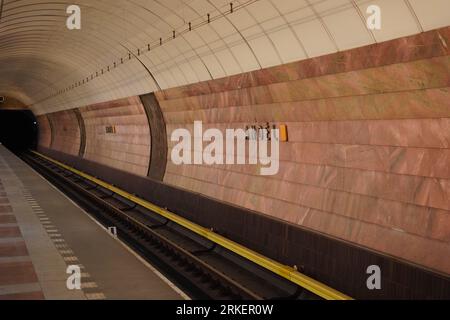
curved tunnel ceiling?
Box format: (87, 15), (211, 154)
(0, 0), (450, 115)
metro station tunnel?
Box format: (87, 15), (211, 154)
(0, 0), (450, 306)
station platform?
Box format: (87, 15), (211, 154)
(0, 145), (188, 300)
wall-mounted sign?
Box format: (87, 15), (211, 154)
(106, 126), (116, 134)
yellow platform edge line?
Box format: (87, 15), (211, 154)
(31, 151), (353, 300)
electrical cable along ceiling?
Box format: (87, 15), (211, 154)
(0, 0), (450, 115)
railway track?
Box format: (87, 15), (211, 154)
(21, 152), (344, 300)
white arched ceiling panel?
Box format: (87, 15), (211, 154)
(0, 0), (450, 114)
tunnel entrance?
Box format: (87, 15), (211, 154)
(0, 110), (38, 152)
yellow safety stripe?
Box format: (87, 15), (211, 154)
(32, 151), (352, 300)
※
▶ **Exercise aim**:
Copy out every line of the records above without changing anything, leaving out the picture.

▶ **The response**:
curved tunnel ceiling?
Box format: (87, 15), (211, 154)
(0, 0), (450, 115)
metro station tunnel?
Box format: (87, 15), (211, 154)
(0, 0), (450, 306)
station platform?
Box format: (87, 15), (211, 154)
(0, 145), (188, 300)
wall-mounted sign?
Box format: (87, 15), (211, 154)
(106, 126), (116, 134)
yellow platform edge line?
Box format: (87, 15), (211, 154)
(31, 151), (353, 300)
electrical cable along ceiling?
Box format: (87, 15), (211, 154)
(0, 0), (450, 115)
railway track?
Box format: (87, 15), (211, 154)
(21, 152), (344, 300)
white arched ceiling panel?
Box format: (87, 15), (211, 154)
(0, 0), (450, 114)
tunnel entrance?
Box format: (87, 15), (211, 154)
(0, 110), (38, 152)
yellow safety stripe?
Box format: (87, 15), (211, 154)
(32, 151), (352, 300)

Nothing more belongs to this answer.